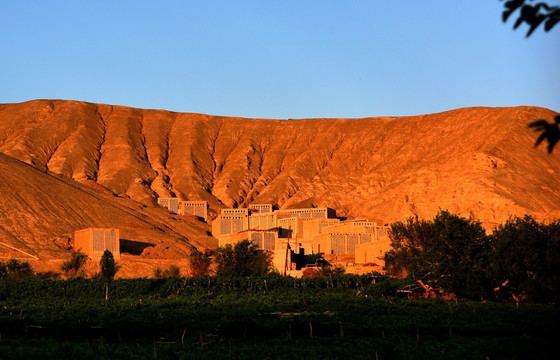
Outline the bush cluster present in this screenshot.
[385,211,560,302]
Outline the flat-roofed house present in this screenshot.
[178,201,208,221]
[212,209,249,238]
[249,204,272,214]
[355,236,392,267]
[158,198,179,214]
[279,207,336,219]
[249,213,276,230]
[74,228,121,260]
[218,230,278,250]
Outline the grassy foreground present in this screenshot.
[0,276,560,359]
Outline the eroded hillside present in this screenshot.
[0,100,560,262]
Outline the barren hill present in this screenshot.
[0,100,560,266]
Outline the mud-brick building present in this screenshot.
[249,212,276,230]
[158,198,179,214]
[212,209,249,238]
[218,230,278,250]
[355,236,392,267]
[249,204,272,214]
[280,207,336,219]
[74,228,121,260]
[177,201,208,221]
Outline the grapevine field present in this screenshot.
[0,275,560,359]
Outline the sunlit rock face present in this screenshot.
[0,100,560,262]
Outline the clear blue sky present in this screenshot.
[0,0,560,119]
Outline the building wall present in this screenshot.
[281,207,336,219]
[220,208,249,216]
[249,213,276,230]
[74,228,121,260]
[277,217,313,238]
[355,236,392,267]
[158,198,179,214]
[212,215,249,238]
[218,230,278,250]
[249,204,272,214]
[303,219,340,241]
[178,201,208,221]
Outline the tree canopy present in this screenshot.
[500,0,560,37]
[385,211,560,302]
[214,240,272,276]
[385,211,491,299]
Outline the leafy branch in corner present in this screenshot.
[500,0,560,37]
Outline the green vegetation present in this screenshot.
[0,259,35,279]
[154,265,181,279]
[189,251,212,277]
[99,250,119,300]
[0,274,560,359]
[500,0,560,37]
[214,240,272,277]
[60,250,88,277]
[385,211,560,302]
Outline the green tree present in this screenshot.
[500,0,560,37]
[154,264,181,279]
[215,240,272,276]
[99,250,119,300]
[385,211,492,299]
[60,250,88,277]
[189,251,212,277]
[0,259,35,279]
[491,215,560,302]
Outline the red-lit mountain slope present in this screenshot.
[0,100,560,262]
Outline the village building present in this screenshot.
[313,221,387,255]
[177,201,208,221]
[249,212,276,230]
[249,204,272,214]
[218,230,278,250]
[158,198,179,214]
[74,228,121,261]
[279,207,336,219]
[355,236,392,267]
[276,217,313,239]
[212,209,249,238]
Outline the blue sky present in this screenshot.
[0,0,560,119]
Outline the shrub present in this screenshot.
[154,265,181,279]
[189,251,212,277]
[215,240,272,276]
[0,259,35,279]
[60,250,88,277]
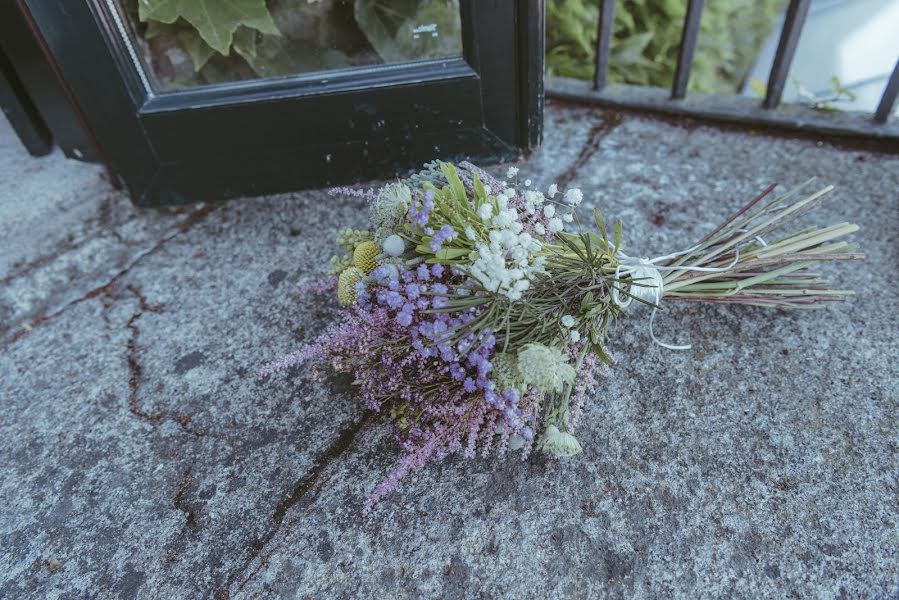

# # # # #

** THE TASK **
Reproduce the entire listing above line for line, leaving out the pictures.

** EXPECTED ANSWER **
Outline the bush cluster present in this screenshot.
[385,211,560,302]
Outline the flat-roofed house present in this screenshot.
[178,201,208,221]
[212,209,249,238]
[249,204,272,214]
[355,236,392,267]
[158,198,179,214]
[279,207,336,219]
[249,213,276,230]
[74,228,121,260]
[218,230,278,250]
Outline the grassy foreground present in this screenshot.
[0,276,560,359]
Outline the eroded hillside present in this screenshot.
[0,100,560,262]
Outline the barren hill present in this screenshot.
[0,100,560,266]
Outline the mud-brick building present in this screenshot.
[249,212,276,230]
[158,198,179,214]
[212,209,249,238]
[218,230,278,250]
[355,236,392,267]
[249,204,272,214]
[280,207,336,219]
[74,228,121,260]
[177,201,208,221]
Outline the grapevine field present in this screenshot.
[0,275,560,359]
Outline the sunlit rock face present in this screenshot.
[0,100,560,262]
Outline the clear blue sky present in this screenshot.
[0,0,560,119]
Outline the building wall present in this screenshot.
[281,207,336,219]
[220,208,249,216]
[249,213,276,230]
[74,228,121,260]
[277,217,313,238]
[355,236,392,267]
[158,198,179,214]
[212,215,249,238]
[218,230,278,250]
[249,204,272,214]
[303,219,340,241]
[178,201,208,221]
Outline the tree canopy present in this screenshot.
[500,0,560,37]
[385,211,560,302]
[214,240,272,276]
[385,211,491,299]
Outline the leafy branch in corner present in this screenshot.
[500,0,560,37]
Outline the green vegetation present in this screenshot.
[0,259,35,279]
[154,265,181,279]
[189,251,212,277]
[99,250,119,300]
[0,274,560,359]
[500,0,560,37]
[214,240,272,277]
[60,250,88,277]
[385,211,560,302]
Outline the green tree present in this screenshot.
[500,0,560,37]
[154,264,181,279]
[215,240,272,276]
[99,250,119,300]
[385,211,492,299]
[60,250,88,277]
[189,251,212,277]
[0,259,35,279]
[491,215,560,302]
Outline the red-lit mountain slope present in this screenshot.
[0,100,560,262]
Outline the village building present in this screenshot.
[313,221,387,255]
[177,201,208,221]
[249,212,276,230]
[249,204,272,214]
[218,230,278,250]
[158,198,179,214]
[74,228,121,261]
[279,207,336,219]
[355,236,392,267]
[276,217,313,239]
[212,209,249,238]
Outline the blue sky present in this screenshot.
[0,0,560,119]
Outline the shrub present in this screenshot.
[154,265,181,279]
[189,251,212,277]
[215,240,272,276]
[0,259,35,279]
[60,250,88,277]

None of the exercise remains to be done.